WHAT TO DO ->
Give the data below again exactly as written, but without the pictures.

(Saved entries)
------------

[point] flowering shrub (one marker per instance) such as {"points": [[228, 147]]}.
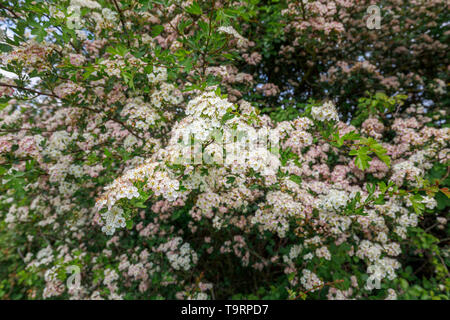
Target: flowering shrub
{"points": [[203, 150]]}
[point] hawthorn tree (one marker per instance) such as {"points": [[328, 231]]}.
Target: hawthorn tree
{"points": [[224, 149]]}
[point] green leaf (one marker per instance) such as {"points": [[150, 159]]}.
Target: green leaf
{"points": [[362, 159], [296, 179]]}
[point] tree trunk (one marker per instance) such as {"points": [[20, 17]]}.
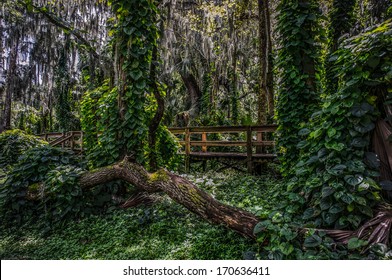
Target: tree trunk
{"points": [[154, 124], [177, 188], [269, 60], [10, 83], [262, 96], [194, 93]]}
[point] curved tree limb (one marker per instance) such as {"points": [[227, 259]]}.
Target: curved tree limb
{"points": [[180, 190]]}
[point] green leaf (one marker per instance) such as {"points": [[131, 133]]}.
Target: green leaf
{"points": [[141, 84], [302, 144], [373, 61], [337, 170], [312, 241], [258, 228], [359, 142], [331, 132], [311, 160], [353, 180], [136, 74], [386, 185], [325, 204], [355, 243], [327, 191], [308, 213], [129, 30], [361, 110], [372, 160], [360, 201], [366, 211], [335, 209], [347, 198], [304, 132], [286, 248], [364, 128]]}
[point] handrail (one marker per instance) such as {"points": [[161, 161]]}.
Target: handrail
{"points": [[249, 141], [195, 141]]}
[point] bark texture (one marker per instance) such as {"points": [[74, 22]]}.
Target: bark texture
{"points": [[180, 190]]}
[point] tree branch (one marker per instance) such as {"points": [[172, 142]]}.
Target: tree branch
{"points": [[180, 190]]}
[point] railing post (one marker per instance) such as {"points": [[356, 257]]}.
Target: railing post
{"points": [[204, 139], [249, 149], [187, 149]]}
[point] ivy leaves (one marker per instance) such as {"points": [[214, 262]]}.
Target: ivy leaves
{"points": [[298, 59], [335, 148]]}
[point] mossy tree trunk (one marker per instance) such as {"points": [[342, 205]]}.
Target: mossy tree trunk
{"points": [[177, 188]]}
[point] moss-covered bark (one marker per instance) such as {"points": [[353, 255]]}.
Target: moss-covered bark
{"points": [[177, 188]]}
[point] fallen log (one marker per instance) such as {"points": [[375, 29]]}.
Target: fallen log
{"points": [[177, 188]]}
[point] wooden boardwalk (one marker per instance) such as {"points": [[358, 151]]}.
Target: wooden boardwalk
{"points": [[248, 144]]}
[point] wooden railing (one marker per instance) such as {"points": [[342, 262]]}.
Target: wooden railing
{"points": [[68, 140], [247, 143], [255, 141]]}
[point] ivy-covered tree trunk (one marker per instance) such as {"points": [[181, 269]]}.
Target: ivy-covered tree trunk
{"points": [[194, 93], [341, 22], [299, 57], [177, 188], [11, 81], [265, 99]]}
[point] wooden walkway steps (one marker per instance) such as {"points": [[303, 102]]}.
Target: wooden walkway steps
{"points": [[242, 143], [72, 140], [249, 144]]}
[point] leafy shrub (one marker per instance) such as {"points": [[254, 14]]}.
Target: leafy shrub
{"points": [[15, 142]]}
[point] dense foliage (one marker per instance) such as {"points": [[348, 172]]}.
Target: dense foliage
{"points": [[14, 143], [331, 120], [299, 56], [337, 169]]}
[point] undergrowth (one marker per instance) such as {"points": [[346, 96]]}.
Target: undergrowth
{"points": [[165, 230]]}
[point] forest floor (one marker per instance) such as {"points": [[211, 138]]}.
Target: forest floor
{"points": [[164, 230]]}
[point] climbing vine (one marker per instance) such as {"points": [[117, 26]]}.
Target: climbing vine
{"points": [[116, 119], [299, 55], [336, 176]]}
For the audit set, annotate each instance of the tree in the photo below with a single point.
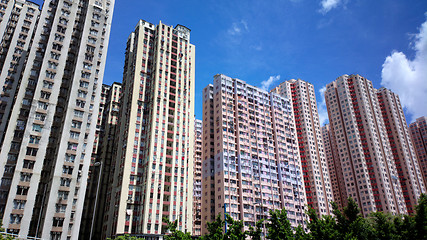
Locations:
(350, 224)
(421, 218)
(383, 225)
(2, 236)
(125, 237)
(322, 228)
(405, 227)
(278, 226)
(174, 233)
(234, 229)
(300, 234)
(255, 233)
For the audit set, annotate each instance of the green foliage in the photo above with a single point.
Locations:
(215, 229)
(421, 218)
(234, 229)
(255, 233)
(4, 236)
(322, 228)
(278, 226)
(348, 224)
(174, 233)
(125, 237)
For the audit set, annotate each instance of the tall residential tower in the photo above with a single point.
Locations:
(314, 166)
(402, 149)
(46, 154)
(418, 131)
(251, 161)
(153, 175)
(197, 179)
(364, 154)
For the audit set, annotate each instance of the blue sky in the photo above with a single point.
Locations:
(315, 40)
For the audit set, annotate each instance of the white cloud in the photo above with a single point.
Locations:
(408, 78)
(265, 85)
(328, 5)
(238, 28)
(321, 107)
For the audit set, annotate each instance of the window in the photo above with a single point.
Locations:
(40, 116)
(21, 190)
(65, 182)
(78, 113)
(25, 177)
(34, 139)
(15, 218)
(82, 94)
(52, 65)
(84, 84)
(60, 208)
(31, 151)
(19, 204)
(80, 103)
(45, 95)
(50, 75)
(42, 105)
(28, 164)
(55, 55)
(63, 195)
(76, 124)
(70, 157)
(37, 127)
(72, 146)
(74, 135)
(47, 84)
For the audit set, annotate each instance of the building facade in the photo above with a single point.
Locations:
(16, 32)
(47, 153)
(153, 172)
(334, 166)
(403, 151)
(197, 179)
(314, 165)
(251, 161)
(418, 132)
(364, 154)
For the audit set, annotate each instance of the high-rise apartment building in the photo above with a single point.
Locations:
(251, 161)
(153, 175)
(418, 131)
(100, 172)
(334, 166)
(47, 150)
(197, 179)
(402, 149)
(369, 172)
(314, 166)
(16, 32)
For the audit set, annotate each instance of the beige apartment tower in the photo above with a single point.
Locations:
(334, 167)
(418, 131)
(197, 179)
(153, 172)
(251, 161)
(314, 166)
(46, 152)
(364, 154)
(17, 27)
(403, 151)
(101, 169)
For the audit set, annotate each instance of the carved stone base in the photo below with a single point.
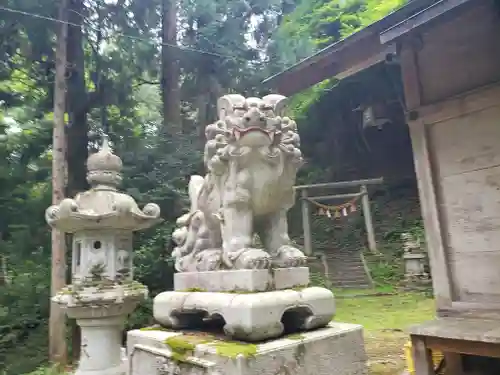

------------

WORKED SOLUTION ->
[point] flowering shrub (one marker per instance) such as {"points": [[228, 147]]}.
Target: flowering shrub
{"points": [[203, 150]]}
[point] hawthorn tree (one marker per instance) such as {"points": [[328, 231]]}.
Target: hawthorn tree
{"points": [[224, 149]]}
[point] green leaf (one marker per instance) such as {"points": [[150, 159]]}.
Target: green leaf
{"points": [[362, 159], [296, 179]]}
[point] tree trunk (one marker per instance) such as {"points": [[20, 17]]}.
Target: tree trunk
{"points": [[154, 124], [177, 188], [269, 60], [10, 83], [262, 96], [194, 93]]}
[point] curved tree limb (one marker per instance) such as {"points": [[227, 259]]}.
Target: curved tree limb
{"points": [[180, 190]]}
[point] green leaf (one marker per instance) such as {"points": [[131, 133]]}.
Target: green leaf
{"points": [[141, 84], [302, 144], [373, 61], [337, 170], [312, 241], [258, 228], [359, 142], [331, 132], [311, 160], [353, 180], [136, 74], [386, 185], [325, 204], [355, 243], [327, 191], [308, 213], [129, 30], [361, 110], [372, 160], [360, 201], [366, 211], [335, 209], [347, 198], [304, 132], [286, 248], [364, 128]]}
[point] handrail (one marker per instance) such as {"points": [[161, 161]]}.
Target: handrail
{"points": [[249, 141], [195, 141]]}
[point] bark texture (one marker per instance) such as {"points": [[74, 22]]}.
Target: bark texture
{"points": [[180, 190]]}
[point] tree branch (one marker per instance) such as {"points": [[172, 142]]}.
Target: tree branch
{"points": [[180, 190]]}
[point] railing post (one marker per instance) such as {"points": [[356, 257]]}.
Target: railing post
{"points": [[204, 139], [249, 149], [187, 149]]}
[point] ivy leaves (one marker per instance) such as {"points": [[214, 262]]}.
Target: ivy leaves
{"points": [[298, 59], [335, 148]]}
[point] mossy tree trunk (one marker per instance) such as {"points": [[342, 205]]}.
Target: mossy tree trunk
{"points": [[177, 188]]}
[point] moss-covered bark (one marker per instance) such as {"points": [[353, 255]]}.
Target: moss-covered bark
{"points": [[177, 188]]}
[point] fallen log (one marker per instance) such as {"points": [[375, 29]]}.
Target: fallen log
{"points": [[177, 188]]}
[point] wooden boardwalk (one marker per instance) such as {"points": [[358, 151]]}.
Target: wooden boardwalk
{"points": [[248, 144]]}
[point] wooden railing (one marker per instance) such as {"points": [[342, 262]]}.
Target: wooden railing
{"points": [[68, 140], [247, 143], [255, 141]]}
[point] ivy-covered tree trunk (one marker per instance) such as {"points": [[181, 269]]}.
Target: ivy-covered tree trunk
{"points": [[194, 93], [341, 22], [299, 57], [177, 188], [11, 81], [265, 99]]}
[point] wooden walkway steps (one marker per instance) such as {"points": [[303, 102]]}.
Target: wooden walkway steps
{"points": [[242, 143], [72, 140], [249, 144]]}
[point] leafy shrub (one marker per instance) such as {"points": [[254, 14]]}.
Target: leafy shrub
{"points": [[15, 142]]}
[point] dense foliage (one marker per instance) such as {"points": [[348, 172]]}.
Target: dense foliage
{"points": [[14, 143], [331, 120], [299, 56], [337, 169]]}
[point] undergrowth (one marker per instance) such as {"points": [[346, 96]]}.
Target: undergrowth
{"points": [[165, 230]]}
[point] forest floor (one marker per instance) such as {"points": [[211, 138]]}.
Target: forest floor
{"points": [[164, 230]]}
[point] climbing vine (one marker per instance) such as {"points": [[117, 26]]}.
Target: climbing vine
{"points": [[116, 119], [299, 55], [336, 176]]}
For the audit set, annotate each instance of the tree in the photo below with a single point.
Locations:
(350, 224)
(421, 218)
(383, 225)
(2, 236)
(125, 237)
(322, 228)
(405, 227)
(278, 226)
(174, 233)
(234, 229)
(300, 234)
(255, 233)
For the audit set, annotate each instance of the green foliage in the photo above with a single point.
Locations:
(215, 229)
(421, 218)
(234, 229)
(255, 233)
(4, 236)
(322, 228)
(278, 226)
(348, 224)
(174, 233)
(125, 237)
For the audit set, annotate each instance of the tall residential tower in the photo above with a single point.
Locations:
(314, 166)
(402, 149)
(46, 154)
(418, 131)
(251, 161)
(153, 175)
(197, 179)
(364, 154)
For the audit set, annotate each instance of the blue sky in the photo above with a single point.
Locations:
(315, 40)
For the audit set, annotate each instance of the white cloud in the photo above with a single point.
Locations:
(408, 78)
(265, 85)
(328, 5)
(238, 28)
(321, 107)
For the audit set, annotate each instance of the window in the photo above with a single point.
Locations:
(40, 116)
(21, 190)
(65, 182)
(78, 113)
(25, 177)
(34, 139)
(15, 218)
(82, 94)
(52, 65)
(84, 84)
(60, 208)
(31, 151)
(19, 204)
(80, 103)
(45, 95)
(50, 75)
(42, 105)
(28, 164)
(55, 55)
(63, 195)
(76, 124)
(70, 157)
(37, 127)
(72, 146)
(74, 135)
(47, 84)
For the audit set, annotate each instance of the building facade in the photo above with a single point.
Locations:
(16, 32)
(47, 153)
(153, 172)
(334, 166)
(403, 151)
(197, 179)
(314, 165)
(251, 161)
(418, 132)
(364, 154)
For the audit set, annotate each instance of the high-rise apartment building in the photo above with a single point.
Locations:
(251, 161)
(153, 175)
(418, 131)
(100, 172)
(334, 166)
(47, 150)
(197, 179)
(402, 149)
(369, 172)
(314, 166)
(16, 32)
For the audit set, annotate each instance of the beige apartment tower in the photo above with a single point.
Locations:
(334, 167)
(418, 131)
(197, 179)
(153, 172)
(251, 161)
(314, 166)
(46, 152)
(364, 154)
(17, 27)
(403, 151)
(101, 169)
For the audit set, annotate each instance of the carved stone base in the photo below with a single point.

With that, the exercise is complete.